» Yapılacak görevler:
1. Fondöten röportajında Pınar Özel, kitabının tarzını neye benzetiyor?
2. Fondöten röportajını bıraktığı yerden sürdürün.

“FONDÖTEN”, “PINAR ÖZEL” ve “Aşkın Komik Hali…”
Belki başlığa bakarak “İşte 2011’in kozmetik mucizesi’’ diyeceğimi düşündünüz ama yanıldınız!… “Fondöten” aslında mucizevi bir kitap! Dünyadaki diğer örneklerine benzeyen ilk Türk “çiklit romanı!”Her yaştan kadın gözüyle “aşk”ı ve her cinsiyetten insan gözüyle “hayatı ve ilişkileri” mizah yoluyla anlatan kitabın yazarı PINAR ÖZEL röportaj konuğum…
Bu sizin ilk kitabınız mı? Okuyucularımıza “Çiklit Roman” türünü kitabınız “Fondöten” yolu ile kısaca açıklar mısınız? Hep birlikte öğrenelim…
Evet, Fondöten benim ilk kitabım. Sabun köpüğü diyorum ben bu tarza. Hoş kokuyor, ferah, mutlu, temiz ve tıpkı çocukların oynadığı köpükler gibi neşeli… Çok ayıp ama bence bildiğimiz anlamda edebi bir tarzı yok. Ağır bir edebiyat değil yani.
Sevdiğiniz yazarlar kimler? Kendinizi çiklit roman türünün bilindik yazarları Marian Keyes ve Sophie Kinsella ile karşılaştırmanızı istesem?

» Sağlanan veriler:
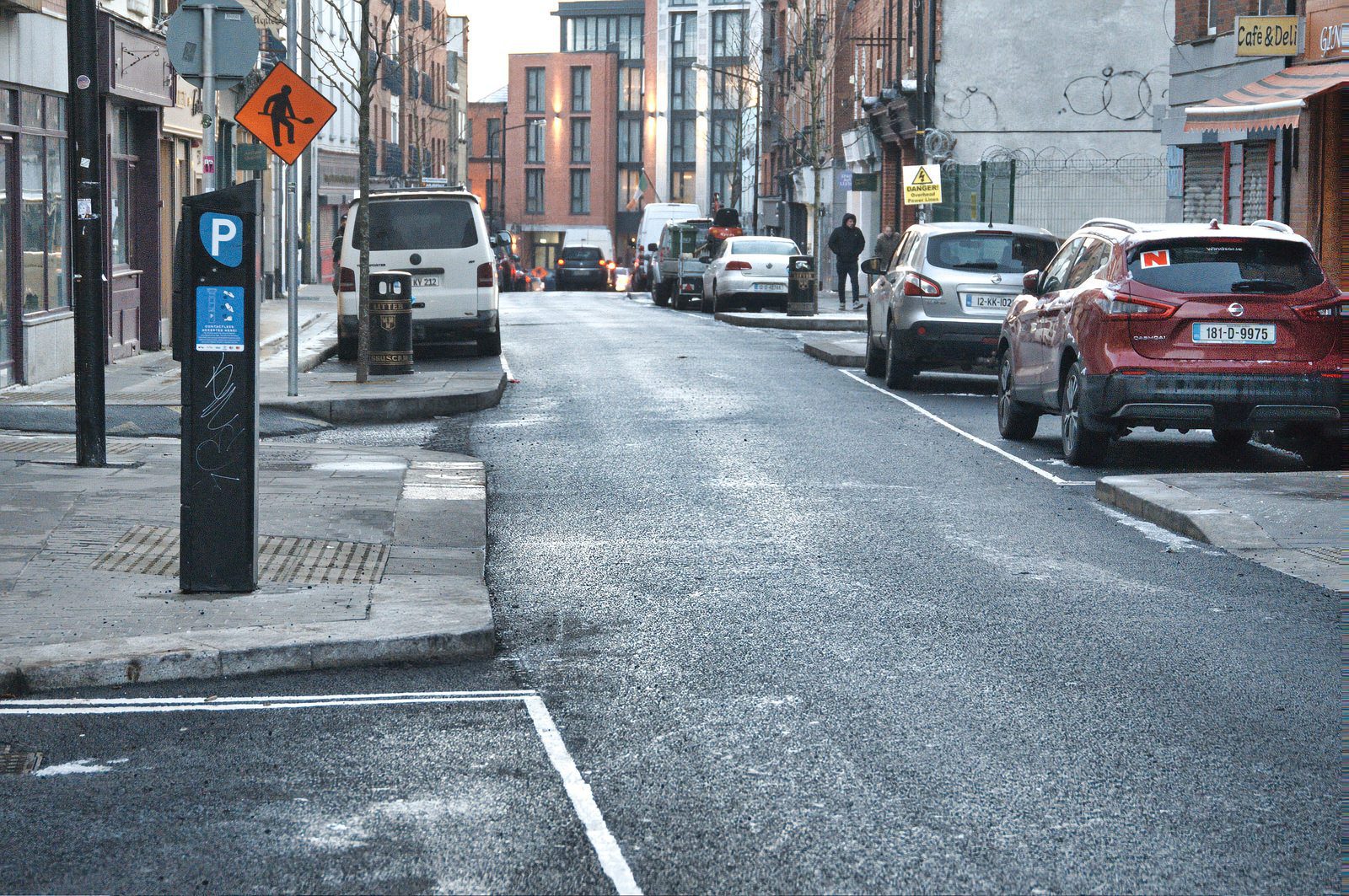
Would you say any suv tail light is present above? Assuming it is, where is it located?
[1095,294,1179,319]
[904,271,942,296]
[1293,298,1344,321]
...
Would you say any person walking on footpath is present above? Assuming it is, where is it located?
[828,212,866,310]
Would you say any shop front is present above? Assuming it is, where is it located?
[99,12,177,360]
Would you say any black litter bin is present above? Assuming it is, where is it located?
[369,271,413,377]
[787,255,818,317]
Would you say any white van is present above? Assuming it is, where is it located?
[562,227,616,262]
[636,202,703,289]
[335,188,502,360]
---
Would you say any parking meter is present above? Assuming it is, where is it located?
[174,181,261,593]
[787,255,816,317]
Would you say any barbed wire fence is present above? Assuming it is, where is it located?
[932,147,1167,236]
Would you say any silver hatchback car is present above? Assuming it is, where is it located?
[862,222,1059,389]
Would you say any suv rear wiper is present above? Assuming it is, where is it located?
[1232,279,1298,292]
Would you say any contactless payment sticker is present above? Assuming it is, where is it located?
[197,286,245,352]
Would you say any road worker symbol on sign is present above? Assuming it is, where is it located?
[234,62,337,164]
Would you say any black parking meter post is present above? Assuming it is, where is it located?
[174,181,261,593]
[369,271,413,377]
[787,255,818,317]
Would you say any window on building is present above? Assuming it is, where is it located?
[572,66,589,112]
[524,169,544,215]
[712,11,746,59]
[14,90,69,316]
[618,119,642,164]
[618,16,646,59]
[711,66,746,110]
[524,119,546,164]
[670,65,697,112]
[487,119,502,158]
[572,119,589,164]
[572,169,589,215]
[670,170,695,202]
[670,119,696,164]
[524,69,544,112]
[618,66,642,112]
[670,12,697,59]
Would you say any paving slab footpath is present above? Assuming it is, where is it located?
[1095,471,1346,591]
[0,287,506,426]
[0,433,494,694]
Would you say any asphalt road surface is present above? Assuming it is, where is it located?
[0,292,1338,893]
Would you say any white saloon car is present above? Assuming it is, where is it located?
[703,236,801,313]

» Görevlere göre yanıtlar:
1. Sabun köpüğüne.

2.
Marian Keyes ve Sophie Kinsella çok sevdiğim yazarlar. Onlardan etkilenmiş olabileceğimi bile düşünüyorum ama sanırım onlarla karşılaştırılamam. Farklı bir tarzımız var çünkü. Belki Plum Sykes’la karşılaştırılabilirim; daha hızlı, daha basit, daha samimi bir anlatım ve daha hafifmeşrep bir tarza sahip olduğumuz için diğerlerine göre…
Marian Keyes’i okurken gülmekten gözümden yaş gelen sahneler oluyor. Çok keyifli. Sophie Kinsella da aynı şekilde. Ama ben daha çok Plum Sykes’ın tarzına yakınım sanırım. Ayrıca çiklit türünden gideceksek Lauren Weisberger’i de sevdiklerim içinde sayabilirim. Sadece çiklit okumuyorum ama. Ayfer Tunç en sevdiğim yazarlardan biridir. Glen Meade, Mehmet Murat Somer, Guareschi, Jeffery Deaver…
Komedi yazmak zor mu? Kitabı yazarken yaşadığınız ilişkiniz komedi-aşk yazmanızdaki yaratıcılığını engelledi mi yoksa destekledi mi?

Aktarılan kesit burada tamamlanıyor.